- _Supplied records_
_ _ _

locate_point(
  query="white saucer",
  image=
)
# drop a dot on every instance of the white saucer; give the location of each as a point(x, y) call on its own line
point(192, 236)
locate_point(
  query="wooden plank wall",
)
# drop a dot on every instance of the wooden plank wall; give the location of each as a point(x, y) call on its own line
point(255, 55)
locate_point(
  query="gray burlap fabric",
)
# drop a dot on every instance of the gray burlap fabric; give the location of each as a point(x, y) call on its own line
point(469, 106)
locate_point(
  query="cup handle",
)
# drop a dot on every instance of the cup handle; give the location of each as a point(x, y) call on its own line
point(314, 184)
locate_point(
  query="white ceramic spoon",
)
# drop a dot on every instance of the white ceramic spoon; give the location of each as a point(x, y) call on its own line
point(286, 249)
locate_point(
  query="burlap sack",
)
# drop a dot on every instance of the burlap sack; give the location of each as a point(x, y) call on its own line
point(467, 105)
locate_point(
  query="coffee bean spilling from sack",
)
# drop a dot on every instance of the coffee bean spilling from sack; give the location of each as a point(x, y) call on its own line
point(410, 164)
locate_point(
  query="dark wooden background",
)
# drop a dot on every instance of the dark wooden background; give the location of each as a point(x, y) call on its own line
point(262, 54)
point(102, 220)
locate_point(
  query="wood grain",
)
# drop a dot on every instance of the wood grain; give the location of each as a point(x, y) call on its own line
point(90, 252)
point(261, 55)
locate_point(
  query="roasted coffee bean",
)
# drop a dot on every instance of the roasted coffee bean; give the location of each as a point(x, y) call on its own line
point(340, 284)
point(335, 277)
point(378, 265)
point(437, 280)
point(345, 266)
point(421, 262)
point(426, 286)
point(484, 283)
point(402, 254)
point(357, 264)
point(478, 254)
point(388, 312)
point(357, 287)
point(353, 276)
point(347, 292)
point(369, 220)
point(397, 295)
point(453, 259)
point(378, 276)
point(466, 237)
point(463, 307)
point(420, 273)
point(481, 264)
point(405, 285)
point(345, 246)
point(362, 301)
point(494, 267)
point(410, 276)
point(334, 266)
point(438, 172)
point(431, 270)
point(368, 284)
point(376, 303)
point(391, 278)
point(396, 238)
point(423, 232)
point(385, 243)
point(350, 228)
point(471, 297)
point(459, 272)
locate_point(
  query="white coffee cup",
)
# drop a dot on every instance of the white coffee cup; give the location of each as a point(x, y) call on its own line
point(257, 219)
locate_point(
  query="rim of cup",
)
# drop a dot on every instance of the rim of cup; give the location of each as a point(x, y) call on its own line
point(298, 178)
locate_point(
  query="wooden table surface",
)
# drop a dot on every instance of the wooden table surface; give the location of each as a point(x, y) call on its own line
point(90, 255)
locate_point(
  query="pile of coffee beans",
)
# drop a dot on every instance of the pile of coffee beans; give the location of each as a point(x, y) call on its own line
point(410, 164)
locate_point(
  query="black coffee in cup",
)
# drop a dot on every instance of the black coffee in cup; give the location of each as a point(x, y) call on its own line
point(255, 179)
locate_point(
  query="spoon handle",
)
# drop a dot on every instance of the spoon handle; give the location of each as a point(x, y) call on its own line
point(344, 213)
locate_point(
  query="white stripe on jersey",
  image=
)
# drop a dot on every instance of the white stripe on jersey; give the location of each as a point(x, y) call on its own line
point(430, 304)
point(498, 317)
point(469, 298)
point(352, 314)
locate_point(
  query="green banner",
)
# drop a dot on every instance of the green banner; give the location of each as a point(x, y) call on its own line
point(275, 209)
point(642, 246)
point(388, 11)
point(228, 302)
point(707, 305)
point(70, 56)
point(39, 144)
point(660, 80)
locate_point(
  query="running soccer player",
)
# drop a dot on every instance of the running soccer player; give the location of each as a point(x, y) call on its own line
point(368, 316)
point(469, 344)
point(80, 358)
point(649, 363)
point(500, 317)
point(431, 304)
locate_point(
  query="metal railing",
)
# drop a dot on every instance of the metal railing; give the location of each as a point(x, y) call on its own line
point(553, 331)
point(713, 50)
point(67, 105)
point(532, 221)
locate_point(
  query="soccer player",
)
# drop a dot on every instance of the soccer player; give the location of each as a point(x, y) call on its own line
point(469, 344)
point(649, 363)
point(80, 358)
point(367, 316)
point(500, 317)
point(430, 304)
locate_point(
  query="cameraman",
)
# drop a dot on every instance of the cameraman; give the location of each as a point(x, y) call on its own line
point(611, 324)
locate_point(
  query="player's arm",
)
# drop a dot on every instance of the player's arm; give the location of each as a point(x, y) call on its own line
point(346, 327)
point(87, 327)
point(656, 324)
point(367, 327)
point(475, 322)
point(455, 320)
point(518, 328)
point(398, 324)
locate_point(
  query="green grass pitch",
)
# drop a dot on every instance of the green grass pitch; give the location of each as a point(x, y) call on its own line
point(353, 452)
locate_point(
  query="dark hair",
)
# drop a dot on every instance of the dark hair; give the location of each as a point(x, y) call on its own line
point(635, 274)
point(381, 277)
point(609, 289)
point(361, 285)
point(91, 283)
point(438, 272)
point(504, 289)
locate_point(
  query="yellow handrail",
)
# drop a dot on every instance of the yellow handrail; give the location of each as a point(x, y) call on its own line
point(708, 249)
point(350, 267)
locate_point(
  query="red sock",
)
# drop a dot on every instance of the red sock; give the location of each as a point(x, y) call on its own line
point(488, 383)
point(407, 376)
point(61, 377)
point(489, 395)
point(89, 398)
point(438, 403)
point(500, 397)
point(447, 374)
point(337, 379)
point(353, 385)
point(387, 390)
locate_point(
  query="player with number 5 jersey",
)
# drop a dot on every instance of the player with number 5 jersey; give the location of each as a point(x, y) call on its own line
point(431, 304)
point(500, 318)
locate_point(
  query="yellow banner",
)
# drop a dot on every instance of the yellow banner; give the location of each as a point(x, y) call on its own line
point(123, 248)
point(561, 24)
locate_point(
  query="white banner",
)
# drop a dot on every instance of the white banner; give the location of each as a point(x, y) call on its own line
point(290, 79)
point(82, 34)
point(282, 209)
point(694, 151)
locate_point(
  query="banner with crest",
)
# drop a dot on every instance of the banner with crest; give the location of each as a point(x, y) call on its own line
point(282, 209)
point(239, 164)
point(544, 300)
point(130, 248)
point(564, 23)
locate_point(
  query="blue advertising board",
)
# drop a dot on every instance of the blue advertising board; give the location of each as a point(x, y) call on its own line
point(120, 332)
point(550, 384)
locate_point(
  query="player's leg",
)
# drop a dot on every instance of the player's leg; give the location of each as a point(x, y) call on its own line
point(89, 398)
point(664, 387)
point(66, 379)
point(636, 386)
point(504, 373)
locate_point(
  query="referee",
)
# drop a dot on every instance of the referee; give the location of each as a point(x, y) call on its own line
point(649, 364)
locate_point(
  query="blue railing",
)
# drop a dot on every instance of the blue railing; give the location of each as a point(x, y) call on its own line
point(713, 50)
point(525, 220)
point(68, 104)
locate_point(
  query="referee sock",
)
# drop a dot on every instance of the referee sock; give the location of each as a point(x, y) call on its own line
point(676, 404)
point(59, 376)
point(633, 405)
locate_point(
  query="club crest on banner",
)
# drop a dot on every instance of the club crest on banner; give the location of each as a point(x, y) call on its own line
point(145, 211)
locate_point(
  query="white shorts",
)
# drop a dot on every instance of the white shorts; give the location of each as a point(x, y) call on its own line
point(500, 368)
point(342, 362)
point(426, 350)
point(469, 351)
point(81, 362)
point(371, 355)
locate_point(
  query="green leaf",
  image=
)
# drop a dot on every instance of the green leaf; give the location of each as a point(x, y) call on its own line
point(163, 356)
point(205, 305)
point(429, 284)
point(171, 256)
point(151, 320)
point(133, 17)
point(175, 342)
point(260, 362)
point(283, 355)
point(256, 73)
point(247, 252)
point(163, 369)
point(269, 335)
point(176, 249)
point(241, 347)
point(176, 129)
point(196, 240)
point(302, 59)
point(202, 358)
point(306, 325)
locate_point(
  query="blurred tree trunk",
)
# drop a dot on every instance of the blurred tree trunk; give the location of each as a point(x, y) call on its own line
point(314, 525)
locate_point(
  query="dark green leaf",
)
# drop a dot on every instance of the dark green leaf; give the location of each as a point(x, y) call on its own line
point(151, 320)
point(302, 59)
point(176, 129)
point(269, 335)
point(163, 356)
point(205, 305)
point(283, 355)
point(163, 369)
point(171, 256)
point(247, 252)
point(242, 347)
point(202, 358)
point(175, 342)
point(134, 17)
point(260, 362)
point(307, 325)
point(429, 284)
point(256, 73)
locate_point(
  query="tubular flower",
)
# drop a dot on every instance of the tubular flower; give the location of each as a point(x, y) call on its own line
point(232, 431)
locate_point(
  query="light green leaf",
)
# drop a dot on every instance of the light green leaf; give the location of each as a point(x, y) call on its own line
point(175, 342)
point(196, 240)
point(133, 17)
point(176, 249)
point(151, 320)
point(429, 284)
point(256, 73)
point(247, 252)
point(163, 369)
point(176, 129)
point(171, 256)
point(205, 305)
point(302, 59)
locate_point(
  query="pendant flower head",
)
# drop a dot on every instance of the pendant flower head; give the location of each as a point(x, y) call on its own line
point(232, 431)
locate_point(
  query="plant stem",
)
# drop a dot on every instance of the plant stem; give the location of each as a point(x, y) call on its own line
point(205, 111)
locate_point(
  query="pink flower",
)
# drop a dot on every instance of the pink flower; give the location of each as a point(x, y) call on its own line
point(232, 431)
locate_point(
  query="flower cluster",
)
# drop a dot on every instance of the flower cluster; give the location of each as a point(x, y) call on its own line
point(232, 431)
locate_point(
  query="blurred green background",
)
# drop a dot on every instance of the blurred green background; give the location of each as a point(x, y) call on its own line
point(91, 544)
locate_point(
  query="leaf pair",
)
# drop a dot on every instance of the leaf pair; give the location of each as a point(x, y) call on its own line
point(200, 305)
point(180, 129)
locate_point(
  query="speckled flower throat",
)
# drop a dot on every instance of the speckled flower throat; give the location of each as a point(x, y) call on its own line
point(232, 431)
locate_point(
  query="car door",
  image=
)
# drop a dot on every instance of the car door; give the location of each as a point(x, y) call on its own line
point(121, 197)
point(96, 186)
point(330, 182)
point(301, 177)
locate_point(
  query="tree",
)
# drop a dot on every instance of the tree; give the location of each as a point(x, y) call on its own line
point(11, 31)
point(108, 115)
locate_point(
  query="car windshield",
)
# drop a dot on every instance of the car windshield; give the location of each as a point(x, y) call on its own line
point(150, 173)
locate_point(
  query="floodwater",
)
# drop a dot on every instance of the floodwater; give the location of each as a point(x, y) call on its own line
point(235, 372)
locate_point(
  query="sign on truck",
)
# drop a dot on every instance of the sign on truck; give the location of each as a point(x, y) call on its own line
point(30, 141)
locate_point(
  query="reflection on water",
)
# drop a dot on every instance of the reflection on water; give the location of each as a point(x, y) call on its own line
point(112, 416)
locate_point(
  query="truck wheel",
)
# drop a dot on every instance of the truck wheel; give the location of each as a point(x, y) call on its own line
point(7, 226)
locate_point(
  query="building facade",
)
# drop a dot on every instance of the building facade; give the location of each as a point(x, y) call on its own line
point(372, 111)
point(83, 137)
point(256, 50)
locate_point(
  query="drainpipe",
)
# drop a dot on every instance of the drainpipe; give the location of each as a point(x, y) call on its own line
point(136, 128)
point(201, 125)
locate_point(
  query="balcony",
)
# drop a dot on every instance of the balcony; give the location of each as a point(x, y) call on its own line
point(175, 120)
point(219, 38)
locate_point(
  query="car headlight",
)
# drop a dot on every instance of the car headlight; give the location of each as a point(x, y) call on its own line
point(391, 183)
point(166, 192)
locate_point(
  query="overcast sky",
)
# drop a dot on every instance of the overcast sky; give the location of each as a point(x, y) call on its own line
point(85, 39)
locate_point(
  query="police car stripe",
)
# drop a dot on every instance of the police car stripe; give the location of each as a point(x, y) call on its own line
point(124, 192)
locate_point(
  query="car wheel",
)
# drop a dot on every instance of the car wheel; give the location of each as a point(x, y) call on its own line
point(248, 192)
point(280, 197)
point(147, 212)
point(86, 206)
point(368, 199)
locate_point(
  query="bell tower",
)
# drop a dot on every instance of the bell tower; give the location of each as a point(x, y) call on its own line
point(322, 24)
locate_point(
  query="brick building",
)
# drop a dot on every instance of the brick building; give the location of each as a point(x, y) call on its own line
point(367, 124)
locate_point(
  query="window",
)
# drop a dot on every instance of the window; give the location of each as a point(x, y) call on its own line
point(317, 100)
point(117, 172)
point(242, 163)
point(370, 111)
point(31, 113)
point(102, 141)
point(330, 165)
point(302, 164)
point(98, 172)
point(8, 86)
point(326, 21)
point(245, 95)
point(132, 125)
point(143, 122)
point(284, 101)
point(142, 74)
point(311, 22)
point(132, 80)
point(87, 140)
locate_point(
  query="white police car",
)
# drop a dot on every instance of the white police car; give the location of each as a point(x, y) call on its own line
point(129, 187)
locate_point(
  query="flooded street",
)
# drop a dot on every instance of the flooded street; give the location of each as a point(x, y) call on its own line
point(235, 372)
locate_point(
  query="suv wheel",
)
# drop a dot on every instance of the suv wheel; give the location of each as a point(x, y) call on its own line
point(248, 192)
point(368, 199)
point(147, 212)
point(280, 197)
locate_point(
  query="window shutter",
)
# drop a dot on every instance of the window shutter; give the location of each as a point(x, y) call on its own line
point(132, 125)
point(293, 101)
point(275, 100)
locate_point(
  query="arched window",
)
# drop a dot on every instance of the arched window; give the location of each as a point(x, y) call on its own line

_ _ _

- _Goal_
Please rewrite the part of the data that opens with its first line and closes with the line containing "point(192, 236)", raising every coordinate in the answers by 120 and leaving all other lines unchanged.

- _Result below_
locate_point(
  query="white saucer",
  image=
)
# drop a dot on every instance of the white saucer; give the location of each as a point(x, y) call on its own line
point(312, 356)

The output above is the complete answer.